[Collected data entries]
╔══
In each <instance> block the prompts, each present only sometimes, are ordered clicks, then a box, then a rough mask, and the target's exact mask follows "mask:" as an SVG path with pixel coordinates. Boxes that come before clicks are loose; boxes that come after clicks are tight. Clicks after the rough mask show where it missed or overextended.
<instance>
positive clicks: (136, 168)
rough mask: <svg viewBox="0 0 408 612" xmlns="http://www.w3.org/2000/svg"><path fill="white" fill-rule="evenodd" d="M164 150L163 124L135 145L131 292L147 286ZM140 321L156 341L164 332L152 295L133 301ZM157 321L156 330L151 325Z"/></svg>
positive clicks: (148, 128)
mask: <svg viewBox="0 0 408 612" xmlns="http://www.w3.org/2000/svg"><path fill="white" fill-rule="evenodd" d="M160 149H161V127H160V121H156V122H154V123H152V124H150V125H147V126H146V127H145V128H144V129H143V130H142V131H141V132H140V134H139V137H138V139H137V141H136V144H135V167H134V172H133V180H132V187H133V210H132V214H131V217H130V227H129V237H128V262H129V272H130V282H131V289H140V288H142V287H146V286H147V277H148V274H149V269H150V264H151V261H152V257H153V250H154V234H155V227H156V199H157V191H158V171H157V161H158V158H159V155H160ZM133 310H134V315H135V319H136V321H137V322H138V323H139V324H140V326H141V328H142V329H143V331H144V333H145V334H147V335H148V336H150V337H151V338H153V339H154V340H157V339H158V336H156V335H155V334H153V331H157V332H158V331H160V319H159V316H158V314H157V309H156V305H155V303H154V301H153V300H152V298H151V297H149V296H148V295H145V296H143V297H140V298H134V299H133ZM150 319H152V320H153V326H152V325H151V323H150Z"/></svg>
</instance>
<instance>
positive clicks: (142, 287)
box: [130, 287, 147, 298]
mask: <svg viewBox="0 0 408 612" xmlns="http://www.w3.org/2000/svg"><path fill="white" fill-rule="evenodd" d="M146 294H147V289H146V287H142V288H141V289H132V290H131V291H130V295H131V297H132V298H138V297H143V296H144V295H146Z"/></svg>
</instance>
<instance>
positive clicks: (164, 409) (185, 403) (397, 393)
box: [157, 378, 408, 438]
╚══
Description of the task
Rewrite the listing above with every "positive clicks" swapped for "foreground clicks", keeping everything else the same.

Task result
In each <instance> block the prompts, each present only sometimes, are ordered clicks, then a box, then a rough mask, and the target's exact mask follows "mask:" as an SVG path with pixel coordinates. Boxes that come before clicks are loose; boxes that come after clicks are tight. Clicks after the rough mask show where it missed or overextended.
<instance>
foreground clicks: (136, 168)
rough mask: <svg viewBox="0 0 408 612" xmlns="http://www.w3.org/2000/svg"><path fill="white" fill-rule="evenodd" d="M164 150L163 124L135 145L131 292L147 286ZM140 321L156 341L164 332L152 295L133 301ZM157 321L156 330L151 325Z"/></svg>
foreground clicks: (148, 128)
mask: <svg viewBox="0 0 408 612" xmlns="http://www.w3.org/2000/svg"><path fill="white" fill-rule="evenodd" d="M160 149H161V127H160V121H156V122H154V123H152V124H150V125H147V126H146V127H145V128H144V129H143V130H142V131H141V132H140V134H139V137H138V139H137V141H136V144H135V167H134V172H133V180H132V187H133V210H132V214H131V217H130V227H129V237H128V262H129V272H130V282H131V289H140V288H142V287H146V286H147V277H148V274H149V269H150V264H151V261H152V257H153V250H154V234H155V227H156V199H157V191H158V171H157V161H158V158H159V155H160ZM133 310H134V315H135V319H136V321H137V322H138V323H139V324H140V326H141V328H142V329H143V331H144V333H145V334H147V335H148V336H150V337H151V338H153V339H154V340H157V339H158V336H156V335H155V334H153V331H157V332H158V331H160V319H159V316H158V314H157V309H156V305H155V303H154V301H153V300H152V298H151V297H149V296H148V295H145V296H143V297H140V298H134V299H133ZM150 319H152V320H153V326H152V325H151V323H150Z"/></svg>
</instance>
<instance>
foreground clicks: (142, 287)
box: [130, 287, 147, 298]
mask: <svg viewBox="0 0 408 612" xmlns="http://www.w3.org/2000/svg"><path fill="white" fill-rule="evenodd" d="M146 294H147V289H146V287H142V288H141V289H132V290H131V291H130V295H131V297H132V298H138V297H143V296H144V295H146Z"/></svg>
</instance>
<instance>
foreground clicks: (164, 409) (185, 403) (397, 393)
box: [157, 378, 408, 438]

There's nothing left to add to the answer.